-- begin DATA IN THIS EXERCISE --

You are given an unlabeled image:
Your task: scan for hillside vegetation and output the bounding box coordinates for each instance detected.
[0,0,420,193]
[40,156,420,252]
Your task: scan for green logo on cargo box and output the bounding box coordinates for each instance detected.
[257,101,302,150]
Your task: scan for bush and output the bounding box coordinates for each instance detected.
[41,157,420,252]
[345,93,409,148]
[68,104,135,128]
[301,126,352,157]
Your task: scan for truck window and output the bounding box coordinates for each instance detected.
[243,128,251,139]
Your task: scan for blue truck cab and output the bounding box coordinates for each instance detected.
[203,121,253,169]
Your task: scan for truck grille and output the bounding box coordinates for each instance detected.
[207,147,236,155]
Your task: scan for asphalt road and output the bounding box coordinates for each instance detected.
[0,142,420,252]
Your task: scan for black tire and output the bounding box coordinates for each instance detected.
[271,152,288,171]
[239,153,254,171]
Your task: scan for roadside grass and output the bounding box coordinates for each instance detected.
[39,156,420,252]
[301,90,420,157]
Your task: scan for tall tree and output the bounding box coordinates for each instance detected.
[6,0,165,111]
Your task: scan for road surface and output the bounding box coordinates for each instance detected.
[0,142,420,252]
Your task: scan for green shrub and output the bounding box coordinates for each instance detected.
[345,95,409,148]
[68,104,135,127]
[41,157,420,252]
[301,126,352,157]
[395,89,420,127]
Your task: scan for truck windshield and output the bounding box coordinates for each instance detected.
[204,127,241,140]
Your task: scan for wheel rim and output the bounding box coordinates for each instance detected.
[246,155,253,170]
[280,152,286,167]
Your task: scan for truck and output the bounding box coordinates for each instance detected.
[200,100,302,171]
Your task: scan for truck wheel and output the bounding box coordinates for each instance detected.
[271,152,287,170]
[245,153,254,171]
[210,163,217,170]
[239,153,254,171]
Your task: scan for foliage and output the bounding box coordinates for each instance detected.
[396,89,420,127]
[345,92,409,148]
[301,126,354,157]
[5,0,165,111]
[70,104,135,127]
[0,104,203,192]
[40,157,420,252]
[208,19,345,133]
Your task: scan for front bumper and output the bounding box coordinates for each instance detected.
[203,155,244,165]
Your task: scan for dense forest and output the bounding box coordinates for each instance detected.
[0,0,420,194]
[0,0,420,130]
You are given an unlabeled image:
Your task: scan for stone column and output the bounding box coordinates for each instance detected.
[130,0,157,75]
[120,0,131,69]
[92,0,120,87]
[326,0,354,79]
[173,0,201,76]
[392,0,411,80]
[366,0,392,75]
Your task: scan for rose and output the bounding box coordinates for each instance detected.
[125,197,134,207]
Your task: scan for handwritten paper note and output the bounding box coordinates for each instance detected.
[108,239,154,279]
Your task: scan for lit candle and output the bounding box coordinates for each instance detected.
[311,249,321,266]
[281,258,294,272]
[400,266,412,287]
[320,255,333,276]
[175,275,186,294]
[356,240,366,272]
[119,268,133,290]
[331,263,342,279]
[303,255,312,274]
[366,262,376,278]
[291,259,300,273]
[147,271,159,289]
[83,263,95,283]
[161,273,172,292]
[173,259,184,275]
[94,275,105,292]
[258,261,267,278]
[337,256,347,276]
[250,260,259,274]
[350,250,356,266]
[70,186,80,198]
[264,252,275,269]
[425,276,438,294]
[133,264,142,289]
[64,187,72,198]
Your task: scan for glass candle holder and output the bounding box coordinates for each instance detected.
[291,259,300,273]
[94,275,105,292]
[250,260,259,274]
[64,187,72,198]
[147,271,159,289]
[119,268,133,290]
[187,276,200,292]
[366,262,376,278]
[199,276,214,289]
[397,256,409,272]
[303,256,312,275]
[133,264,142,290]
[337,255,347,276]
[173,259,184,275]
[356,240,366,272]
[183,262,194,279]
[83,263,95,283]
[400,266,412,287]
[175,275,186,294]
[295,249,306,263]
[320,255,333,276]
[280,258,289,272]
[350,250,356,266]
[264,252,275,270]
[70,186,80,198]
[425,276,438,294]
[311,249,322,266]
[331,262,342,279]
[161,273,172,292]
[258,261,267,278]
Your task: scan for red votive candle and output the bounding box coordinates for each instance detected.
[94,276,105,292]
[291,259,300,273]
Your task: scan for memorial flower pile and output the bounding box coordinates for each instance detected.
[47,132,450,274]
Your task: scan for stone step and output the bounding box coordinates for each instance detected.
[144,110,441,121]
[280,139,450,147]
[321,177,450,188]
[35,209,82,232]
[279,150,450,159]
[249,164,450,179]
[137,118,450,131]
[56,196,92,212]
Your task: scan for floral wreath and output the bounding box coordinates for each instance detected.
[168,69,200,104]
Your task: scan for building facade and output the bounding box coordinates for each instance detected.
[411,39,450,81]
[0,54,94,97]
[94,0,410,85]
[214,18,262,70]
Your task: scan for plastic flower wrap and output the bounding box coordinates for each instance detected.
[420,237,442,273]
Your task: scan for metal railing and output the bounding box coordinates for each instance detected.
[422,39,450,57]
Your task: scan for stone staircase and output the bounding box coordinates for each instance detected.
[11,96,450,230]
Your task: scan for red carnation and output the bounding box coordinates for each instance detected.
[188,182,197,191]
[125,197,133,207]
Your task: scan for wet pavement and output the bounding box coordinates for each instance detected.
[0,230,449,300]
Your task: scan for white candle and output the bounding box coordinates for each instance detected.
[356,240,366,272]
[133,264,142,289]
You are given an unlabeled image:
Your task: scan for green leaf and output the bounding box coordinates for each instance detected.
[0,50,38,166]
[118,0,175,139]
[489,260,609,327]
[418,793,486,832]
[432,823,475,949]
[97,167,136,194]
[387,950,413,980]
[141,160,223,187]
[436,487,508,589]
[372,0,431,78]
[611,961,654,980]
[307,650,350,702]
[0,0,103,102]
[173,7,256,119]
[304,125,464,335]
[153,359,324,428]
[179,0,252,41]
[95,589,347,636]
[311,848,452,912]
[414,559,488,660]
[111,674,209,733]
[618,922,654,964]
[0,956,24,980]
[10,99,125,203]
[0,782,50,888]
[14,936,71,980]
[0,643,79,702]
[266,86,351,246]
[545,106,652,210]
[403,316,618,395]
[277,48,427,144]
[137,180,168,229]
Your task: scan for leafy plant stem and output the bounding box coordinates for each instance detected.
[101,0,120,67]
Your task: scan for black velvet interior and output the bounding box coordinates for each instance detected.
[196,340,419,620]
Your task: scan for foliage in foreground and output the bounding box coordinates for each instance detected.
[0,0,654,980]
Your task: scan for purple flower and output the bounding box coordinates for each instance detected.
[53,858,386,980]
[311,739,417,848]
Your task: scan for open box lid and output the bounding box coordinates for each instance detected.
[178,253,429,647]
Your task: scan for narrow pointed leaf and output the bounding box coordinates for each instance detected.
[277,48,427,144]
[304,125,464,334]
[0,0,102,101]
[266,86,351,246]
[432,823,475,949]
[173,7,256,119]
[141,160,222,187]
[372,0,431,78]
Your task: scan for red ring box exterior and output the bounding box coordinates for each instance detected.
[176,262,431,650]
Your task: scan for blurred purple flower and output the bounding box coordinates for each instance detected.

-- end DATA IN THIS EXERCISE --

** AIM **
Rewrite all of the entries above, changing "bounding box coordinates" to "pixel coordinates" wherever it occurs and leaving everything else as it is.

** RIGHT ANSWER **
You are given an unlabeled image:
Your task: scan for hillside vegetation and output the pixel coordinates for each instance detected.
[0,0,420,193]
[40,156,420,252]
Your task: scan for green logo on cargo box and output the pixel coordinates for each instance detected.
[257,101,302,150]
Your task: scan for bush and output the pixel coordinates for each instance detected.
[41,157,420,252]
[345,93,409,148]
[68,104,135,128]
[301,126,352,157]
Your task: scan for truck window and output the pixel coordinates for each instance detected.
[243,128,251,139]
Your task: scan for blue truck cab and output the pixel coordinates for each instance detected.
[203,121,253,169]
Your task: scan for truck grille and output the pixel coordinates for each instance detected.
[207,147,236,155]
Your task: scan for asphalt road and output the pixel coordinates for each instance detected.
[0,142,420,252]
Your task: scan for black tire and output the pixel coordinates for each instance detected.
[271,152,288,171]
[239,153,254,171]
Your task: scan for roadside grass and output the pixel coordinates for each instance detected.
[39,156,420,252]
[301,90,420,157]
Your task: scan for tall tree and output the pixel coordinates for each instance detected.
[6,0,165,111]
Your task: scan for road surface and output the pixel coordinates for each instance detected.
[0,142,420,252]
Your task: scan for green shrub and output the pixel coordinates for each instance detected.
[345,95,409,148]
[68,104,135,127]
[41,157,420,252]
[301,126,352,157]
[395,89,420,127]
Your task: scan for truck windshield and output the pixel coordinates for each instance detected.
[204,127,241,140]
Your task: scan for wheel rim and output the pixel coordinates for each instance detected.
[246,155,253,170]
[280,152,286,167]
Your task: scan for truck and output the pixel coordinates for each instance detected.
[200,100,302,171]
Your task: scan for truck wheel and output the pixel coordinates for each instance detected.
[271,152,287,170]
[245,153,254,171]
[210,163,217,170]
[239,153,254,171]
Your task: scan for foliage and output the pixel coordinates for each instance detected.
[396,89,420,127]
[345,92,409,148]
[301,126,354,157]
[5,0,165,111]
[70,104,135,127]
[0,104,203,192]
[40,157,420,252]
[208,19,345,133]
Your task: scan for front bumper and output the pixel coordinates for each instance detected.
[203,155,244,165]
Your task: scan for dense forest and output the pixel coordinates for each instance detected.
[0,0,420,194]
[0,0,420,130]
You are given an unlabeled image:
Your task: scan for stone column and output the pixel coordinates for each instance detected.
[130,0,157,75]
[120,0,131,69]
[92,0,120,87]
[326,0,354,79]
[173,0,201,76]
[392,0,411,80]
[366,0,392,75]
Your task: scan for rose and output the pixel coordinates for each instance detected.
[125,197,134,207]
Your task: scan for handwritten paper note and output the pixel coordinates for each instance detected.
[108,239,154,279]
Your task: scan for lit candle and output the pixel coordinates for each instance detected.
[311,249,321,266]
[281,258,294,272]
[400,266,412,287]
[320,255,333,276]
[175,275,186,294]
[356,240,366,272]
[119,268,133,290]
[331,263,342,279]
[303,255,312,274]
[366,262,376,278]
[291,259,300,273]
[147,271,159,289]
[83,263,95,283]
[161,273,172,292]
[173,259,184,275]
[94,275,105,292]
[258,261,267,278]
[337,256,347,276]
[250,260,259,274]
[350,250,356,266]
[70,186,80,198]
[264,252,275,269]
[425,276,438,294]
[133,264,142,289]
[64,187,72,198]
Your task: scan for glass candle holder and output the pixel coordinates for each instance detected.
[291,259,300,273]
[94,275,105,292]
[250,260,259,274]
[64,187,72,198]
[147,271,159,289]
[119,268,133,290]
[187,276,200,292]
[366,262,376,278]
[199,276,214,289]
[397,256,409,272]
[303,256,312,275]
[133,264,142,290]
[337,255,347,276]
[173,259,184,275]
[356,240,366,272]
[183,262,194,279]
[83,263,95,283]
[400,266,412,287]
[175,275,186,294]
[295,249,306,263]
[320,255,333,276]
[280,258,289,272]
[350,250,356,266]
[264,252,275,270]
[70,186,80,198]
[425,276,438,294]
[311,249,322,266]
[331,262,342,279]
[161,273,172,292]
[258,261,267,278]
Your task: scan for red votive candle and output the pixel coordinates for each instance detected.
[94,276,105,292]
[291,259,300,273]
Your task: scan for memorial flower pile and output the pixel coordinates for each instance detected.
[47,132,450,274]
Your task: scan for stone step and output the pixel coordinates for each instance detected.
[144,110,441,121]
[280,139,450,147]
[321,177,450,188]
[35,209,82,232]
[279,150,450,159]
[249,164,450,179]
[137,118,450,131]
[56,196,92,212]
Your task: scan for floral wreath and output the pixel coordinates for each instance detected.
[168,69,200,104]
Your task: scan for building facade and output the pixel coordinates for each instance detected.
[411,39,450,81]
[0,54,94,97]
[94,0,410,85]
[214,18,262,70]
Your task: scan for plastic flower wrap and output the pixel coordinates for each instance detected.
[420,237,442,273]
Your task: scan for metal railing and output the pixel coordinates for each instance detected.
[422,39,450,57]
Your task: scan for stone staircase and output the pixel coordinates for each instance detected.
[11,96,450,230]
Your task: scan for red carnation and output the pixel coordinates for each instance detected.
[188,182,197,191]
[125,197,133,207]
Your task: scan for wet pavement and output the pixel coordinates for each instance detected.
[0,230,449,300]
Your task: scan for white candle and output the pixel coordinates for each instance detected.
[356,240,366,272]
[133,264,142,289]
You are given an unlabeled image:
Your task: scan for green leaf and output the pixel coordinates for each instance detected.
[0,50,38,166]
[118,0,175,139]
[489,260,609,327]
[418,793,486,832]
[432,823,475,949]
[97,167,136,194]
[387,950,413,980]
[141,160,223,187]
[436,487,508,589]
[372,0,431,78]
[611,961,654,980]
[307,650,350,702]
[0,0,103,102]
[173,7,256,119]
[304,125,464,335]
[153,359,324,428]
[179,0,252,41]
[95,589,347,636]
[311,848,452,912]
[414,559,488,660]
[111,674,209,733]
[618,922,654,964]
[0,956,24,980]
[10,99,125,203]
[0,782,50,888]
[14,936,71,980]
[0,643,79,702]
[266,86,351,246]
[545,106,652,210]
[403,316,618,395]
[277,48,427,144]
[137,180,168,229]
Your task: scan for leafy plant stem and output the pixel coordinates for each instance detected.
[101,0,120,67]
Your task: scan for black velvet interior and output the pixel coordinates for each instance detected.
[196,340,419,620]
Your task: scan for foliage in foreground and output the pixel coordinates for each instance detected.
[0,0,654,980]
Your task: scan for purple flower and output the pixel coordinates for each instance detected.
[53,858,386,980]
[311,739,417,848]
Your task: scan for open box lid and output the pixel coordinates for each instance detected.
[178,253,429,647]
Your task: scan for narrow pointed leaf and output the pixel coordinates for each instance detected.
[277,48,427,144]
[304,125,464,334]
[0,0,102,101]
[266,86,351,246]
[432,823,475,949]
[173,7,256,119]
[141,160,222,187]
[372,0,431,78]
Your task: scan for red ring box exterior and output the pixel coordinates for each instance detected.
[176,262,431,650]
Your task: scan for blurred purple flower and output the pixel coordinates for each instance detected.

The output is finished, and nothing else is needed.